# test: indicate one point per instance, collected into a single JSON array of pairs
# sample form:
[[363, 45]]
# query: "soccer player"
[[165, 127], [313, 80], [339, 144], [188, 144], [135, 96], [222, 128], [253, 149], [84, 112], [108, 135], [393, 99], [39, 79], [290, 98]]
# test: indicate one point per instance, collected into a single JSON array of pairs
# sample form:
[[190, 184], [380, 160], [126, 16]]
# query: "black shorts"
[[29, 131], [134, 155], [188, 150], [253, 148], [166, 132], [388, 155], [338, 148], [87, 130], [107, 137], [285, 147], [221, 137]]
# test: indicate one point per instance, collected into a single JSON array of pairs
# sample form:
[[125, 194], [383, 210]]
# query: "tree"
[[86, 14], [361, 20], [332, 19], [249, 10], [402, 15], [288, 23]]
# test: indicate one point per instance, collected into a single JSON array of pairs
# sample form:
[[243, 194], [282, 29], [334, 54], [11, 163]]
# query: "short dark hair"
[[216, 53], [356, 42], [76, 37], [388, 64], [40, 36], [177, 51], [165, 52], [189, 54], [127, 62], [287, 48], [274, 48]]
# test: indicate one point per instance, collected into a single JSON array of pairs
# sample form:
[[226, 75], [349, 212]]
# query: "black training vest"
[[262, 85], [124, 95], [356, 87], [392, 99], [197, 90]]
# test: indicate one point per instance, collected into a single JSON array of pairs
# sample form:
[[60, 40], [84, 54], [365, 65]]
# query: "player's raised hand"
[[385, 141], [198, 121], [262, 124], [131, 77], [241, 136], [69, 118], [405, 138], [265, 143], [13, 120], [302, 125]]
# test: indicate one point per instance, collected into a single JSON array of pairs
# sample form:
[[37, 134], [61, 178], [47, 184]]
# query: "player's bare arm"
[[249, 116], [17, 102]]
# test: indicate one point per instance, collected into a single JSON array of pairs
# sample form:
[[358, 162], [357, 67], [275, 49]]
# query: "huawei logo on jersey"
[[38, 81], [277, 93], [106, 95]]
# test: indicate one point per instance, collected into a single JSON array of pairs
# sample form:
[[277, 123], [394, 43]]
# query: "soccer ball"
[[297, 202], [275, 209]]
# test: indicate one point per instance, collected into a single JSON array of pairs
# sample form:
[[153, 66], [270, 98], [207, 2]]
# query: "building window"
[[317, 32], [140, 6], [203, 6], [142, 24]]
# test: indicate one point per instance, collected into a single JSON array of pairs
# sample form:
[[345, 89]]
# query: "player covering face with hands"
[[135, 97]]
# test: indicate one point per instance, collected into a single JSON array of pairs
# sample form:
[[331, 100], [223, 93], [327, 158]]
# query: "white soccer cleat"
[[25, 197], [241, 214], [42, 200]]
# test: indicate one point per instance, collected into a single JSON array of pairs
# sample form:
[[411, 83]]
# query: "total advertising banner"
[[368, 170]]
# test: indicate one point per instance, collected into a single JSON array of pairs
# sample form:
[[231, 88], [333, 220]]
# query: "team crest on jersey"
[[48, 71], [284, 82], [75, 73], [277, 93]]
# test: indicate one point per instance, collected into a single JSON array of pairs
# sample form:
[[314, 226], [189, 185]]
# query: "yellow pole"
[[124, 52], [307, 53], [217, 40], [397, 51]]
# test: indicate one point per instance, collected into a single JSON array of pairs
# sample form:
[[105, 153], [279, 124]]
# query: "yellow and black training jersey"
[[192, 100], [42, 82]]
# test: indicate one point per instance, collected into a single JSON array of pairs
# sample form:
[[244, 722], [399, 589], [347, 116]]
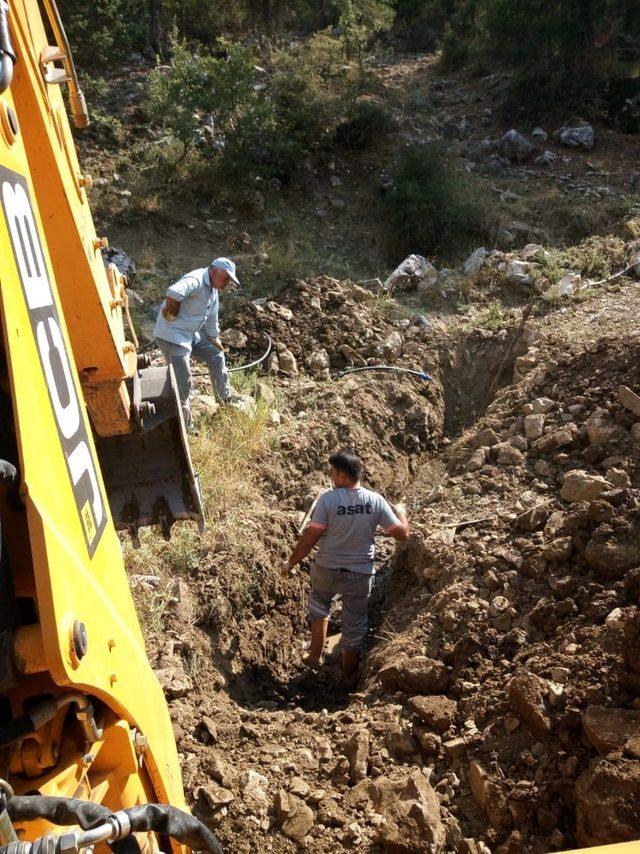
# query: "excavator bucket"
[[148, 473]]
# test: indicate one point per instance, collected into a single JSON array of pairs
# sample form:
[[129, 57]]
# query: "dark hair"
[[347, 462]]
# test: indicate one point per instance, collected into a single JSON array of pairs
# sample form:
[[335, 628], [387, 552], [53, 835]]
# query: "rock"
[[526, 697], [579, 485], [264, 392], [476, 461], [356, 750], [507, 455], [612, 730], [287, 363], [393, 345], [533, 426], [294, 816], [533, 519], [599, 428], [413, 271], [514, 147], [411, 812], [475, 261], [214, 796], [519, 273], [484, 437], [319, 364], [542, 405], [608, 803], [581, 136], [234, 338], [629, 399], [415, 675], [437, 712], [185, 606], [612, 556], [399, 742], [254, 793], [557, 438]]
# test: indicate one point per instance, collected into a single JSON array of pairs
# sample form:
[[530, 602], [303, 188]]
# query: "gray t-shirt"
[[349, 518]]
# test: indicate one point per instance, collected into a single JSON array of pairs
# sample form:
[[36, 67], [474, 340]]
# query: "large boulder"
[[414, 271], [410, 809], [515, 147], [608, 803]]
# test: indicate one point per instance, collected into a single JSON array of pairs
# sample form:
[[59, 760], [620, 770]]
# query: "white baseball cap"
[[228, 266]]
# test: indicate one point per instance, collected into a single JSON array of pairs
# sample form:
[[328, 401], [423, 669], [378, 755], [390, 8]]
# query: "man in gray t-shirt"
[[344, 524]]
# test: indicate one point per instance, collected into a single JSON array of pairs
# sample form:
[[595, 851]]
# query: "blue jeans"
[[202, 350]]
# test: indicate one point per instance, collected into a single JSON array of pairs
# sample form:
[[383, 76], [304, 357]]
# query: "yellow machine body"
[[69, 621]]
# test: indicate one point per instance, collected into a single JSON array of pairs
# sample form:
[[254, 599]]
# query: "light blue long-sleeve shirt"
[[198, 307]]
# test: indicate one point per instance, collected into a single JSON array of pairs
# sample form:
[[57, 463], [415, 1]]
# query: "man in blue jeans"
[[343, 525], [187, 326]]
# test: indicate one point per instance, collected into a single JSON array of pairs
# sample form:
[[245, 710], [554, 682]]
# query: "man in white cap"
[[187, 326]]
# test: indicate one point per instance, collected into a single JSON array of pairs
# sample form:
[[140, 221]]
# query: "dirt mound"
[[532, 608]]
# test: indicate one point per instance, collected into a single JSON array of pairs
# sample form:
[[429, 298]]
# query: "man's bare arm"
[[307, 541], [400, 532], [170, 308]]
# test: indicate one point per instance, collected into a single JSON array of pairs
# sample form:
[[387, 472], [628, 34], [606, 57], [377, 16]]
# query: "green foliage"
[[368, 124], [432, 207], [103, 32], [197, 85]]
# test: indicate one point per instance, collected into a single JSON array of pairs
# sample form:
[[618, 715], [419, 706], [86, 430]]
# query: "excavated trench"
[[470, 370]]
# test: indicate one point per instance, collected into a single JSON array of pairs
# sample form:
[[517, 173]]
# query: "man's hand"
[[170, 309]]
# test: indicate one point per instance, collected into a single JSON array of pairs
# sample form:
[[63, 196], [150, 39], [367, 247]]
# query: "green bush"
[[432, 208], [368, 124]]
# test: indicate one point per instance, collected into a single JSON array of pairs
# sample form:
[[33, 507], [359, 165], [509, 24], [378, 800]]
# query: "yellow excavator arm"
[[81, 713]]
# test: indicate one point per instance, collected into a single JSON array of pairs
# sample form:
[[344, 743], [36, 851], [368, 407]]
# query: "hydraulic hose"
[[158, 818], [7, 53], [392, 368], [76, 97]]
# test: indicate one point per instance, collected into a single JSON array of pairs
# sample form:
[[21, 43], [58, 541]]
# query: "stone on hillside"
[[519, 273], [475, 261], [411, 811], [356, 750], [629, 399], [437, 712], [612, 557], [581, 136], [234, 338], [533, 426], [526, 697], [515, 147], [542, 405], [608, 803], [393, 344], [294, 816], [599, 428], [413, 271], [319, 363], [579, 485], [287, 363], [507, 455], [610, 730], [557, 438], [533, 519], [414, 675], [565, 287]]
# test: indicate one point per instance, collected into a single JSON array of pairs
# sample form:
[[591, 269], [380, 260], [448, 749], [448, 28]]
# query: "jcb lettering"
[[56, 365]]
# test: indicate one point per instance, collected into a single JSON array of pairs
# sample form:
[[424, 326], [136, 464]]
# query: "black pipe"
[[7, 53]]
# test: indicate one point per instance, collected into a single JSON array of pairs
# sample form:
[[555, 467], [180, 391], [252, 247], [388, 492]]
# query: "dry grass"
[[229, 553]]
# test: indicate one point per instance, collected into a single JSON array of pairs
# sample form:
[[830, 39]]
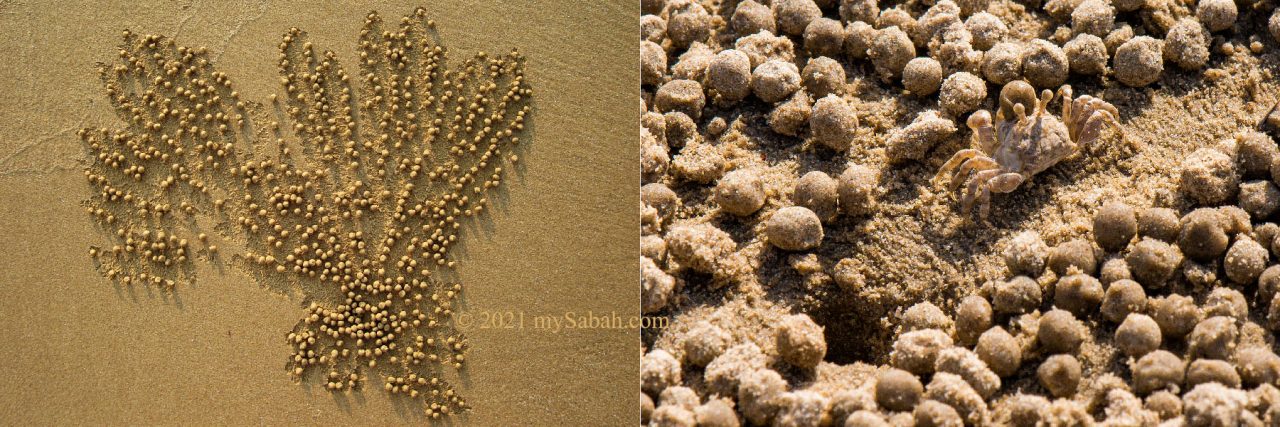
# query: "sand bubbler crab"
[[1016, 146]]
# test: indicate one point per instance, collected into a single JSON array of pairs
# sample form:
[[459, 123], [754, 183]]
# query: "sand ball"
[[1087, 55], [833, 123], [1139, 62], [1060, 375], [1004, 63], [817, 191], [856, 189], [1212, 371], [987, 30], [1216, 14], [917, 350], [1093, 17], [1060, 331], [897, 389], [1203, 237], [794, 15], [1027, 255], [684, 96], [728, 77], [1187, 45], [824, 37], [1246, 261], [1156, 371], [656, 287], [1137, 335], [823, 76], [789, 118], [1018, 295], [961, 92], [890, 53], [922, 76], [752, 17], [794, 228], [858, 38], [658, 371], [1176, 315], [800, 341], [775, 81], [653, 63], [1114, 225], [1000, 350], [1045, 64], [1123, 297], [973, 318]]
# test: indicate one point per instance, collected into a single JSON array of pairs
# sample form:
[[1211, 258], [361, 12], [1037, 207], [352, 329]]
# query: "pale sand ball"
[[1087, 55], [1138, 335], [858, 38], [700, 247], [1157, 371], [775, 81], [752, 17], [1027, 255], [1159, 223], [728, 77], [1077, 253], [684, 96], [961, 92], [818, 192], [1004, 63], [658, 371], [1187, 45], [1139, 62], [1176, 315], [1046, 64], [1079, 294], [922, 76], [1123, 297], [789, 118], [833, 123], [1214, 338], [1114, 225], [897, 389], [1018, 295], [794, 228], [823, 76], [740, 192], [656, 287], [1060, 375], [653, 63], [758, 395], [800, 341], [824, 37], [1216, 14], [794, 15], [1244, 261], [917, 350], [987, 30], [1000, 352], [856, 188], [704, 343], [973, 318], [1093, 17], [890, 53], [1060, 333], [1212, 371]]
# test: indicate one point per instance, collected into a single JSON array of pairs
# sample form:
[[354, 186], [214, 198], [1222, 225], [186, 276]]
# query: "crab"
[[1018, 146]]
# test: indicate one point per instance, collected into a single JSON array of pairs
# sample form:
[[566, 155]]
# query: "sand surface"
[[82, 350]]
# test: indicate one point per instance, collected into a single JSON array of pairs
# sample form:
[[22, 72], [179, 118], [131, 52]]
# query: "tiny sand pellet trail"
[[348, 189]]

※

▸ **Short problem**
Show every line in the entries above that contains the word "hair", copying each such line in full.

▸ **Task response**
# query: "short dark hair"
# query: "dark hair"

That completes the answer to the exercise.